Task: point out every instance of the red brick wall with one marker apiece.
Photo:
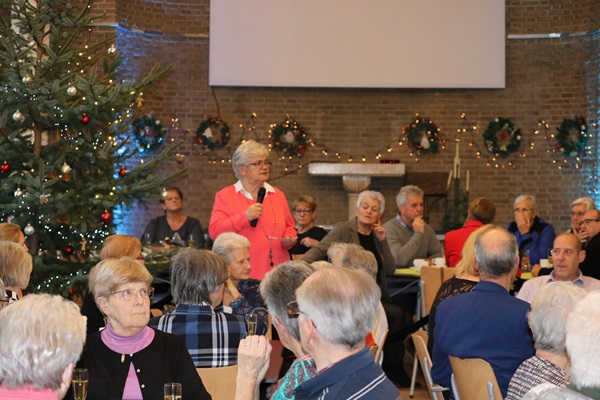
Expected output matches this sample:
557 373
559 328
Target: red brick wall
546 78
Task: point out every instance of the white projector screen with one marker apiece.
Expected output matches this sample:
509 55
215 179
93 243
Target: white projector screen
358 43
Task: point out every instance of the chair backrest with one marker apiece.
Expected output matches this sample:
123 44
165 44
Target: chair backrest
420 338
432 278
472 376
219 382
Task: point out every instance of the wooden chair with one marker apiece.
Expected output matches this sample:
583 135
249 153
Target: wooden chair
420 338
475 379
219 382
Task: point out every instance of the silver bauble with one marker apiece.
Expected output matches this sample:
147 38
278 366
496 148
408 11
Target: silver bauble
29 230
66 168
18 116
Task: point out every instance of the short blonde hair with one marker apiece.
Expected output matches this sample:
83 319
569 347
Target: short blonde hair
245 151
117 246
111 273
10 232
466 264
15 264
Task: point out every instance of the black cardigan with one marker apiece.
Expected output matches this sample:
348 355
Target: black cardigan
165 360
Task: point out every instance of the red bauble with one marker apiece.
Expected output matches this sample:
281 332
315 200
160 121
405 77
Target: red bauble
69 250
106 217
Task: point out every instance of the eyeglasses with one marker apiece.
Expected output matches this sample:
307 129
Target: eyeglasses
261 163
130 294
587 221
306 211
523 210
567 252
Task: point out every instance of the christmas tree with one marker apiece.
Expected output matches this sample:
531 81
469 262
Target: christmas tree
66 134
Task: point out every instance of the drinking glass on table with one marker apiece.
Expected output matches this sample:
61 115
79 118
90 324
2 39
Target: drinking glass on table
251 323
80 383
172 391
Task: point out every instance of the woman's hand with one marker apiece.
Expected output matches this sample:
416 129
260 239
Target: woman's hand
379 230
254 211
232 289
288 242
308 242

## Short task
Rewrite all of the items above as a single numbered list of their lines, omitting any blank lines. Leave the pictures out of your answer.

## Result of the task
1. Task: point out every instance of the red brick wall with one marker apiece.
2. Photo:
3. Expected output matches this sample:
4. 557 373
5. 559 328
6. Target: red brick wall
7. 546 78
8. Task: point out every instance of the white projector screen with one marker apiece.
9. Expected output matches this sample:
10. 509 55
11. 215 179
12. 93 243
13. Target: white projector screen
14. 358 43
15. Task: point out every instance of the chair backrest with one marker apiece.
16. Expected output matches this sample:
17. 123 44
18. 165 44
19. Target: chair backrest
20. 420 338
21. 432 278
22. 472 376
23. 219 382
24. Task: point out every instance of the wooden chair with one marker apiece.
25. Expected output matches this sample:
26. 583 135
27. 249 153
28. Target: wooden chair
29. 420 338
30. 475 379
31. 219 382
32. Task: point out every instance of the silver bauble with one marker apiece.
33. Expected output matches this sample:
34. 147 38
35. 278 366
36. 496 148
37. 408 11
38. Target: silver bauble
39. 29 230
40. 66 168
41. 18 116
42. Task: point out every instance of the short blonde hair with one marker apiece.
43. Expected output matches this sample:
44. 83 319
45. 569 347
46. Target: short blonde hair
47. 245 151
48. 117 246
49. 111 273
50. 10 232
51. 466 264
52. 15 264
53. Task: point out every instance of the black cardigan with one marker apiece.
54. Expected output matches this sample:
55. 348 355
56. Target: black cardigan
57. 165 360
58. Task: point out every instance of the red bauble with one marker apiece.
59. Expected output matches this sample:
60. 281 332
61. 315 200
62. 160 121
63. 405 77
64. Target: red bauble
65. 69 250
66. 106 217
67. Task: point out every instance of the eyeglasses with one marker apiece.
68. Expected output matches this sample:
69. 307 129
70. Target: eyeglasses
71. 261 163
72. 130 294
73. 587 221
74. 306 211
75. 523 210
76. 567 252
77. Task: point out every instance of the christmas tree with one marker apiece.
78. Expected output matches this sample:
79. 531 81
80. 469 262
81. Target: christmas tree
82. 66 134
83. Task: point out every instance of the drinking glass on table with one marker apiece.
84. Expected output matches this sample:
85. 61 115
86. 79 118
87. 90 324
88. 2 39
89. Target: drinking glass on table
90. 251 323
91. 80 383
92. 172 391
93. Task: point out every instance of the woman's hand with one marker apiece.
94. Expected output matches this sample:
95. 416 129
96. 260 239
97. Target: woman's hand
98. 379 230
99. 254 211
100. 232 289
101. 288 242
102. 308 242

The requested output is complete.